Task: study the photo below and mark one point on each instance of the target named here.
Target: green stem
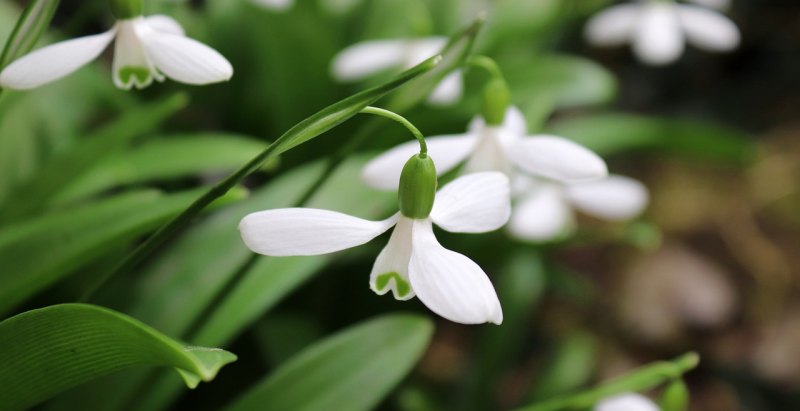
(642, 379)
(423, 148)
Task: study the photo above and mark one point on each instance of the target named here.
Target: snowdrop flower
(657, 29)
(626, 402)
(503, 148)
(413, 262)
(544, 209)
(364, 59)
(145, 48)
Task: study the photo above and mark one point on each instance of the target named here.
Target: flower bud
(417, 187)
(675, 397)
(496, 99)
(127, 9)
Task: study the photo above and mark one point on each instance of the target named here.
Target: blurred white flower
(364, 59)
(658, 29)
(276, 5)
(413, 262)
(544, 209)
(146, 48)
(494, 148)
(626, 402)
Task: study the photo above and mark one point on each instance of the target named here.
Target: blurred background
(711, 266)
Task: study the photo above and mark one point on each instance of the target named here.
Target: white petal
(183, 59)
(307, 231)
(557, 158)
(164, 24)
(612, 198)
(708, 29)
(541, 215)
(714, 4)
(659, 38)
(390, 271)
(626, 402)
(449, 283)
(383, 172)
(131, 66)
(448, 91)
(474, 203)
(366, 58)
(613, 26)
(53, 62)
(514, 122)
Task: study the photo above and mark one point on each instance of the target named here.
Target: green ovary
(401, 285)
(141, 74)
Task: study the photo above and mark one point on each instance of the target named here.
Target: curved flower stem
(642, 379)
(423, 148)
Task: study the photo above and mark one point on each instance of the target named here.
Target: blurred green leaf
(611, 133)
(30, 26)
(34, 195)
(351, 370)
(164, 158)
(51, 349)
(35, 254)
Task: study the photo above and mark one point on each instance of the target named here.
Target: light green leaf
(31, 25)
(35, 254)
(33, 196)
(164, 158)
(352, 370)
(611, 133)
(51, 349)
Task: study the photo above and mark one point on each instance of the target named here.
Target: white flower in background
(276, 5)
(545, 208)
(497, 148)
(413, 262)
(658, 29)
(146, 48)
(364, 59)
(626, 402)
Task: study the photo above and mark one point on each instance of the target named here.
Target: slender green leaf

━━━━━━━━

• _TASK TO COMPLETE_:
Print each entry shown above with exact wording and no pictures.

• _RESULT OF THIS TASK_:
Task: study the photo below and mark one point on each instance of the target named here.
Target: green stem
(642, 379)
(423, 148)
Task: study the photo above and mark one point on each instance of the target named here.
Target: snowdrop flower
(657, 29)
(626, 402)
(503, 148)
(413, 262)
(544, 209)
(364, 59)
(145, 48)
Task: study the photo above and mark one point on each instance of the target named here.
Target: flower bud
(417, 187)
(675, 397)
(496, 99)
(127, 9)
Task: study the photo above and mark one point on each instance of the target named here.
Target: blurred white flower
(364, 59)
(658, 29)
(276, 5)
(413, 262)
(544, 209)
(146, 48)
(494, 148)
(626, 402)
Task: study the photo above and mark one point on each instance of the target named here.
Target: blurred background
(711, 266)
Task: study the photo above and mark one point on each instance of the target named here.
Target: white petal
(183, 59)
(307, 231)
(557, 158)
(164, 24)
(612, 198)
(708, 29)
(541, 215)
(714, 4)
(659, 38)
(390, 271)
(626, 402)
(449, 283)
(383, 172)
(131, 66)
(448, 91)
(474, 203)
(366, 58)
(613, 26)
(53, 62)
(514, 122)
Task: study the photo above and mark one point on each instance of the target named here.
Target: green ovary
(401, 285)
(141, 74)
Task: study the photo above and mark one point on each instance of the target named here.
Target: curved flower stem
(642, 379)
(423, 148)
Task: study the photo above and mark one point on each instance of the target named here.
Target: blurred green leaf
(611, 133)
(30, 26)
(34, 195)
(351, 370)
(164, 158)
(51, 349)
(35, 254)
Task: study the photo above and mark one point on each instance of the target named here.
Target: light green leaf
(31, 25)
(35, 254)
(33, 196)
(164, 158)
(352, 370)
(611, 133)
(51, 349)
Task: study the photo above and mark one point on each instance of the target named here.
Target: white flower in background
(276, 5)
(545, 208)
(497, 148)
(413, 262)
(658, 29)
(146, 48)
(364, 59)
(626, 402)
Task: study the photo above and mark one point on each instance of the target named here.
Target: slender green leaf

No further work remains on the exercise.